- [Action item]:
Continue the account of Gene's life and naval career, picking up right after its final sentence.

Gene spent his young life working on various farms with his family throughout the Troy and Mansfield area, settling in Wells Township, Bradford County, Pa. He graduated from Troy High School where he and Jeanne had been classmates and best friends. After high school, Gene enlisted as an airman recruit in the United States Navy and was selected into the Naval Aviation Cadet (NAVCAD) program for flight training. Upon completion of flight training, Gene was commissioned as an ensign wearing the gold wings of a naval aviator. He completed advanced training and deployed to the Korean theater for the first of his combat tours, flying night attack in the A-1 (AD) Skyraider, as the youngest naval aviator in that war. Between deployments to Korea, Gene and Jeanne became engaged, and were married in Elmira, N.Y., on Dec. 27, 1952, beginning what would prove to be a storybook marriage — centered on their mutual Christian faith — that would grow even stronger in the face of unusual challenges. After a few short weeks together, Gene deployed again to Korea, returning after the nine month deployment in December 1953, reuniting with his wife, Jeanne, and two-week-old son, Bruce. The family later lived in Kingsville, Texas where Gene was a flight instructor and their second son, Thomas, was born. The young family next moved to Jacksonville, Fla., where Gene served in the Air Department on USS Essex (CV-9).
In 1959, during flight operations while Gene was on watch as flight deck officer on the Essex, a plane crashed into other parked planes, resulting in an immediate explosion and intense fire involving live ordnance. Gene extinguished the blazing clothing of one of the men in the vicinity of the burning airplanes by using his own body as a smothering blanket, and by removing and using some of his own clothing to put out the flames. He then went under one of the burning aircraft to assist an injured man to safety. For his conduct he was awarded the Navy and Marine Corps Medal for heroism. True to Gene's character was the fact that he never told his wife, Jeanne, so that she wouldn't worry. Jeanne first learned of his heroic actions at an award ceremony for Gene stateside, months after the incident happened. During another operational tour flying the F-8 Crusader with Fighter Squadron 11 (VF-11) deployed on the USS Franklin D. Roosevelt (CV-42) homeported in Jacksonville, Fla., their son Mark was born in 1960. While the family lived in Virginia Beach, Va., when Gene was a jet aircraft accident investigator, their daughter, Susan, was born in Norfolk in 1962.

[Stored records]
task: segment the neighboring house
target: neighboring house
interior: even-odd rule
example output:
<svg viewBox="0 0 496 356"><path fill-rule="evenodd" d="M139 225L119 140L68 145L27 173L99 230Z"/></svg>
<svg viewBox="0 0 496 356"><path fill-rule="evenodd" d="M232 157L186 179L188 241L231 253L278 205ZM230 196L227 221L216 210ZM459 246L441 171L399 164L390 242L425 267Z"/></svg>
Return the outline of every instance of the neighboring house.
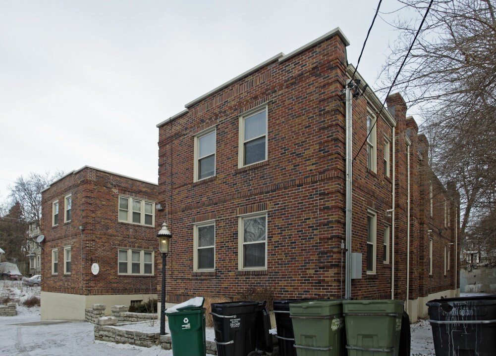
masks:
<svg viewBox="0 0 496 356"><path fill-rule="evenodd" d="M86 166L43 191L42 320L156 298L157 189Z"/></svg>
<svg viewBox="0 0 496 356"><path fill-rule="evenodd" d="M157 125L158 202L168 206L158 220L173 234L168 303L236 299L254 287L276 299L344 296L348 44L336 29ZM438 182L420 152L425 137L400 95L379 115L382 103L357 78L365 93L352 103L351 295L408 295L416 320L429 299L458 293L459 203L437 185L432 203L423 197L428 177Z"/></svg>
<svg viewBox="0 0 496 356"><path fill-rule="evenodd" d="M39 221L30 221L28 230L28 257L29 257L30 276L41 273L41 245L38 239L41 235Z"/></svg>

- [Task answer]:
Gene continued his exemplary service as a student at Army Command and General Staff College, returning to naval aviation billets including assignment as Executive Officer, and, on March 29, 1968, as Commanding Officer of Fighter Squadron 102 (VF-102) flying the F4-J Phantom II. In April of 1968, Gene's squadron deployed with Carrier Air Wing 6 on USS America (CV-66) for a WESTPAC deployment to operate in Yankee Station in the Tonkin Gulf off the coast of North Vietnam. It was during the ship's first line period that, while engaging the enemy as combat air patrol for fleet defense, Gene's plane was shot down on June 16, 1968, resulting in the death of Gene's friend and radar intercept officer, Bernie Rupinski. Gene ejected less than two seconds before the plane hit the ground, beginning an arduous period of four years and eight months of captivity in Hoa Lo Prison in Hanoi, from which Gene was released on Feb. 12, 1973, returning to his family and taking up residence at his farm in Pennsylvania where he lived for the rest of his life.
After retiring from the Navy, having given more than 25 years of military service to his country that he dearly loved, he transitioned to a career as farmer, air charter pilot, and supporter to Jeanne with her quilt business, the Strawberry Patch Calico Shop, for many enjoyable years. Over these years he was a member of the board of the Troy Area School District, the advisory board of Family Life Network, and was a devoted member and deacon of Austinville Union Church. In his later years Gene remained active with outdoor work, always ready to stop his tasks and lend a helping hand to neighbor, friend or stranger, often interrupting his garden work to wave at passersby. Along with Jeanne, family was paramount for Gene, and together they would prepare frequent meals at their home for their four children, 20 grandchildren, and 10 great-grandchildren and any guests they would bring along. Gene brought guidance, compassion, laughter and love to his many generations. The core of his heart belonged to Christ, and he was a shining example of how to demonstrate God's love.
In addition to his wife Jeanne, Gene is also survived by his older brother Leslie, his sister-in-law Dorothy Wilber and his younger sister Beverly Evans (Harland); children, Bruce, Thomas (Linda), Mark (Rebecca) and Susan Efthimiou (Marcus); grandchildren, John (Kristin), Joe (Sony), Summer Berry (Mat), Matthew, Chris (Sara), Andrew, Mattea, Isaac, Maryah, Misha, and Sanna, Rachael Stock (Mitch), Daniel (Hanna) Efthimiou, and Anna, Mikaela, Abram, Miina, Emma, Noah, and Isaiah Efthimiou; great-grandchildren Cole, Luke and Sienna Berry; Wes, Abriana, and John Michael Wilber Jr.; Owen and Grace Stock; Audrick Wilber; and unborn baby girl, Wilber (Joe and Sony); and many, many devoted and beloved nieces and nephews.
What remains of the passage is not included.